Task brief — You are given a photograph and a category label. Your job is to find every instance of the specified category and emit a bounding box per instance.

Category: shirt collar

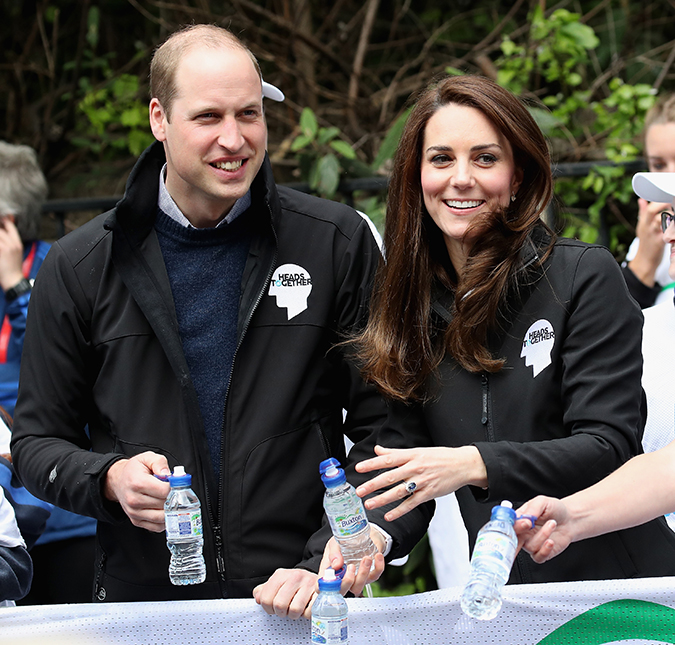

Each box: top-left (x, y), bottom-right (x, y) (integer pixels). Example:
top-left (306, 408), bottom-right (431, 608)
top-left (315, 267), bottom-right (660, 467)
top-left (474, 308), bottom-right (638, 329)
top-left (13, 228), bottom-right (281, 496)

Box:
top-left (157, 164), bottom-right (251, 228)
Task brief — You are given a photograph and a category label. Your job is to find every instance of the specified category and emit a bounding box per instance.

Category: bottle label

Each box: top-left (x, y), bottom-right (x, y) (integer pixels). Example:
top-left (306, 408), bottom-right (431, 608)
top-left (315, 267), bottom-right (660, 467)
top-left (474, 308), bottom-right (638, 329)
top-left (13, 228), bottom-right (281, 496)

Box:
top-left (471, 532), bottom-right (518, 581)
top-left (164, 509), bottom-right (202, 540)
top-left (312, 616), bottom-right (349, 645)
top-left (328, 495), bottom-right (368, 538)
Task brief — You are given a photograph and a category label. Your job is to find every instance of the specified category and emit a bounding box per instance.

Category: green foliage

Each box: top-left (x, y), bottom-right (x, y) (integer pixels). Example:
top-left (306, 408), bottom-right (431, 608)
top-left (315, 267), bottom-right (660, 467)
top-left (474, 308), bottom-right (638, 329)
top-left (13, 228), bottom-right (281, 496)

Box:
top-left (291, 107), bottom-right (356, 199)
top-left (72, 74), bottom-right (154, 156)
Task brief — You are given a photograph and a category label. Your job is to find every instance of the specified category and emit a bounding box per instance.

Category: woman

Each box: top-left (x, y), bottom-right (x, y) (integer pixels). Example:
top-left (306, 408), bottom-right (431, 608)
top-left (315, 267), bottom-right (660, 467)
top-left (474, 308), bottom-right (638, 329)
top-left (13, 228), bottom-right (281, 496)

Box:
top-left (622, 95), bottom-right (675, 309)
top-left (357, 76), bottom-right (675, 582)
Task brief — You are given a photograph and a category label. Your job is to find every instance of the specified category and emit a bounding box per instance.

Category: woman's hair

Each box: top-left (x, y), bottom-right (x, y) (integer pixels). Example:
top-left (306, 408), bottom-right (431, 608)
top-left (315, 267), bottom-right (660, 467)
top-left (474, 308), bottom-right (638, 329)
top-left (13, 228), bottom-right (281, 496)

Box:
top-left (356, 76), bottom-right (553, 400)
top-left (644, 94), bottom-right (675, 134)
top-left (0, 141), bottom-right (47, 242)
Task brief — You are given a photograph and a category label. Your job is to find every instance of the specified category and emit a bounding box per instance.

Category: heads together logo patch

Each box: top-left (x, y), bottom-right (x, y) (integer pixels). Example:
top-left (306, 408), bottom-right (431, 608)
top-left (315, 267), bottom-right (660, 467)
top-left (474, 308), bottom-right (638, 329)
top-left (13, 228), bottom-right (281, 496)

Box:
top-left (269, 264), bottom-right (312, 320)
top-left (520, 318), bottom-right (555, 378)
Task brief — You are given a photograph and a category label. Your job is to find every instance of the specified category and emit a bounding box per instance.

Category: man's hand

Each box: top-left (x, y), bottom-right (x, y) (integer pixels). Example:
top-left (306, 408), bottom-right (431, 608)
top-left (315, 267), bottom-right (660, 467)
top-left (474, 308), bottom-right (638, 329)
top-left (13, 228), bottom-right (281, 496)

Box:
top-left (103, 452), bottom-right (171, 533)
top-left (253, 569), bottom-right (319, 620)
top-left (0, 215), bottom-right (23, 291)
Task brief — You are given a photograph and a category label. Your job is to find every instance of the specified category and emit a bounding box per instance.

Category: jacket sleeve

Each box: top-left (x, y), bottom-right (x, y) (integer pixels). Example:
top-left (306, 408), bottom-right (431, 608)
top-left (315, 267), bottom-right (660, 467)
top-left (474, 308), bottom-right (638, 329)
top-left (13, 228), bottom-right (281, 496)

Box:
top-left (471, 247), bottom-right (646, 502)
top-left (621, 266), bottom-right (661, 309)
top-left (11, 243), bottom-right (122, 521)
top-left (298, 219), bottom-right (433, 571)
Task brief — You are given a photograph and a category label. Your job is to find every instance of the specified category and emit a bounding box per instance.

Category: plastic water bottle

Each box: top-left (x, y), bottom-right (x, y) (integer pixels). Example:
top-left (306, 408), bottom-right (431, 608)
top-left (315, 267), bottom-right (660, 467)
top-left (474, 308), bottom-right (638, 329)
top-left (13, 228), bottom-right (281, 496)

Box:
top-left (312, 568), bottom-right (349, 645)
top-left (461, 501), bottom-right (518, 620)
top-left (164, 466), bottom-right (206, 585)
top-left (319, 458), bottom-right (377, 571)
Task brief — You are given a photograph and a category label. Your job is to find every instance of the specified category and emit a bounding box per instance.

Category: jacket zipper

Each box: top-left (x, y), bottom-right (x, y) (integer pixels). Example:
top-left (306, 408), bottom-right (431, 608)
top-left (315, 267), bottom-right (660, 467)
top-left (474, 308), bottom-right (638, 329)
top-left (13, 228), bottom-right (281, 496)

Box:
top-left (214, 228), bottom-right (277, 582)
top-left (480, 373), bottom-right (495, 442)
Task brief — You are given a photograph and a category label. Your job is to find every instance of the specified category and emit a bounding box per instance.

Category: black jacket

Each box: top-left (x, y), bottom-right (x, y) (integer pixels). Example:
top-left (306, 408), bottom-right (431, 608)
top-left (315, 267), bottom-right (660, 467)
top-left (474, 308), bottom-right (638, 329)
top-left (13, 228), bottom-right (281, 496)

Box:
top-left (12, 144), bottom-right (424, 601)
top-left (380, 231), bottom-right (675, 582)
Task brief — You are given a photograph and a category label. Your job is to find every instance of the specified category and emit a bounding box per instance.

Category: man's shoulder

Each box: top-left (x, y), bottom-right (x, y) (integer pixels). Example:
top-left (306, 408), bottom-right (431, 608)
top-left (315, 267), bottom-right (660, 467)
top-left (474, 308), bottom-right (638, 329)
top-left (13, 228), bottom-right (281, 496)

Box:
top-left (277, 186), bottom-right (364, 237)
top-left (57, 211), bottom-right (110, 265)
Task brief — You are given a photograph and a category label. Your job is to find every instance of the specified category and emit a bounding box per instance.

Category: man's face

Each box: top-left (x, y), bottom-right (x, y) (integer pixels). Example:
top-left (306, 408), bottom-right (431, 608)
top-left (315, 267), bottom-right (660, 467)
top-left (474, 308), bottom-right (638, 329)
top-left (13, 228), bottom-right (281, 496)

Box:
top-left (150, 46), bottom-right (267, 228)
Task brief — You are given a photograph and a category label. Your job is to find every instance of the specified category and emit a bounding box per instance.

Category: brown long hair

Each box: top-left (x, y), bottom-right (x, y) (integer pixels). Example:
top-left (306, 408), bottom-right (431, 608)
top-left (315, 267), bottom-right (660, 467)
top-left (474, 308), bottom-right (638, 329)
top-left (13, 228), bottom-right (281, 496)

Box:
top-left (355, 76), bottom-right (553, 400)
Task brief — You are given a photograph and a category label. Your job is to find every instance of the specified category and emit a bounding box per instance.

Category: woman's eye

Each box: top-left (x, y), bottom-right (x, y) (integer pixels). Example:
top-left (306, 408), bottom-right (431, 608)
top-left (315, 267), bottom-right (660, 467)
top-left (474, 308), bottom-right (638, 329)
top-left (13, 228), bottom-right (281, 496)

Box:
top-left (478, 153), bottom-right (497, 164)
top-left (431, 155), bottom-right (450, 166)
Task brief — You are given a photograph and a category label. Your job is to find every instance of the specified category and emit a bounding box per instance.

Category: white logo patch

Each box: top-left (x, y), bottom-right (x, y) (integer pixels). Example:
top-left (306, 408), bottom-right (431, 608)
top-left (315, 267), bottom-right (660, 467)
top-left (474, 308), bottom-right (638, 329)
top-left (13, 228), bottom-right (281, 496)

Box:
top-left (520, 318), bottom-right (555, 378)
top-left (269, 264), bottom-right (312, 320)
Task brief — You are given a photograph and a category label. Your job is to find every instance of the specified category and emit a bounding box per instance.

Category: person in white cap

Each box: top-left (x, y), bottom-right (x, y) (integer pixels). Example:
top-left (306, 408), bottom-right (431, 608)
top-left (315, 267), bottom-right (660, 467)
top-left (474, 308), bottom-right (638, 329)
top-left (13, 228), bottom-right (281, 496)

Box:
top-left (622, 94), bottom-right (675, 309)
top-left (12, 25), bottom-right (425, 617)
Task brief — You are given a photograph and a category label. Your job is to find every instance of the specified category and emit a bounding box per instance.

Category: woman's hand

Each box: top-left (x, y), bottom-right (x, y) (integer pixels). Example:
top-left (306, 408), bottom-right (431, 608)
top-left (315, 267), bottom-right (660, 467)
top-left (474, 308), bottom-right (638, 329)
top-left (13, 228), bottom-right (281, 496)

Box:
top-left (628, 199), bottom-right (672, 287)
top-left (319, 524), bottom-right (384, 596)
top-left (356, 446), bottom-right (488, 522)
top-left (515, 495), bottom-right (573, 564)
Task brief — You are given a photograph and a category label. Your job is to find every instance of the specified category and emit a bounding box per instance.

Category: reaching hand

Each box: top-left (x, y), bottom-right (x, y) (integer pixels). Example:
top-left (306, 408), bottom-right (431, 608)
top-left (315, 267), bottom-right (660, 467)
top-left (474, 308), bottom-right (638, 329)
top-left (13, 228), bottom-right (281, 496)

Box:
top-left (253, 569), bottom-right (319, 620)
top-left (356, 446), bottom-right (487, 522)
top-left (0, 215), bottom-right (23, 291)
top-left (628, 199), bottom-right (672, 287)
top-left (515, 495), bottom-right (573, 564)
top-left (319, 524), bottom-right (384, 596)
top-left (103, 452), bottom-right (171, 533)
top-left (253, 527), bottom-right (384, 620)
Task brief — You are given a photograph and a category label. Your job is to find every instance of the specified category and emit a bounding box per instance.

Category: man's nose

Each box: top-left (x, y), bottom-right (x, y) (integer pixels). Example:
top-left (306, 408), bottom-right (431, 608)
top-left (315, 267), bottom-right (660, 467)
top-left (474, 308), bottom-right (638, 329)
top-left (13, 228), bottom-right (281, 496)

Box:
top-left (218, 117), bottom-right (244, 152)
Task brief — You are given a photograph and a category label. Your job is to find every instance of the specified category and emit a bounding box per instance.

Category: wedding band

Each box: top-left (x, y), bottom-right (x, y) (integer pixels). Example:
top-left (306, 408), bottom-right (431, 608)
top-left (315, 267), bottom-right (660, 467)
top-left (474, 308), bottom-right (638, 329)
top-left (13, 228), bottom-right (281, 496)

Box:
top-left (403, 482), bottom-right (417, 495)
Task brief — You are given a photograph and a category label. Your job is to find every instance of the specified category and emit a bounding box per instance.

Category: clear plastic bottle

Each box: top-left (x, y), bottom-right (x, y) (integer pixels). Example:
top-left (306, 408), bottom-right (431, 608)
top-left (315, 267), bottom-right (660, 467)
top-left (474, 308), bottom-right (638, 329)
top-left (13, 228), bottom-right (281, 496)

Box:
top-left (312, 568), bottom-right (349, 645)
top-left (461, 501), bottom-right (518, 620)
top-left (319, 458), bottom-right (377, 571)
top-left (164, 466), bottom-right (206, 585)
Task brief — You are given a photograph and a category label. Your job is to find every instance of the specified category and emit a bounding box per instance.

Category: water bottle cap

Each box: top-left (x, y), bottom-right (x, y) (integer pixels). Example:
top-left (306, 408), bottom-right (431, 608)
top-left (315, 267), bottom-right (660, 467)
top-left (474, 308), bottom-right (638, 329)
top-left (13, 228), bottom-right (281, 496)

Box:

**********

▶ **Task to carry out**
Swap "photograph" for "image" in the part of the material that runs from its start through the line containing "top-left (328, 495), bottom-right (368, 538)", and reproduce only that part with everything else unchanged. Leave out the pictures.

▶ **Completed task**
Task brief — You are given a image and a category label. Your job is to find every instance of the specified category and emit a bounding box per instance.

Category: shirt collar


Each box: top-left (x, y), bottom-right (x, y) (integer pixels). Example:
top-left (306, 408), bottom-right (431, 608)
top-left (315, 267), bottom-right (660, 467)
top-left (474, 308), bottom-right (638, 329)
top-left (13, 228), bottom-right (281, 496)

Box:
top-left (157, 164), bottom-right (251, 228)
Task brief — You are given a image and a category label. Your job is to find every instance of the specified category and emit a bounding box per instance.

Category: bottle label

Each box: top-left (x, y), bottom-right (x, y) (integer pixels). Example:
top-left (306, 408), bottom-right (431, 608)
top-left (315, 267), bottom-right (660, 467)
top-left (474, 308), bottom-right (638, 329)
top-left (13, 228), bottom-right (281, 496)

Box:
top-left (471, 532), bottom-right (518, 581)
top-left (164, 509), bottom-right (202, 540)
top-left (312, 616), bottom-right (349, 645)
top-left (328, 495), bottom-right (368, 538)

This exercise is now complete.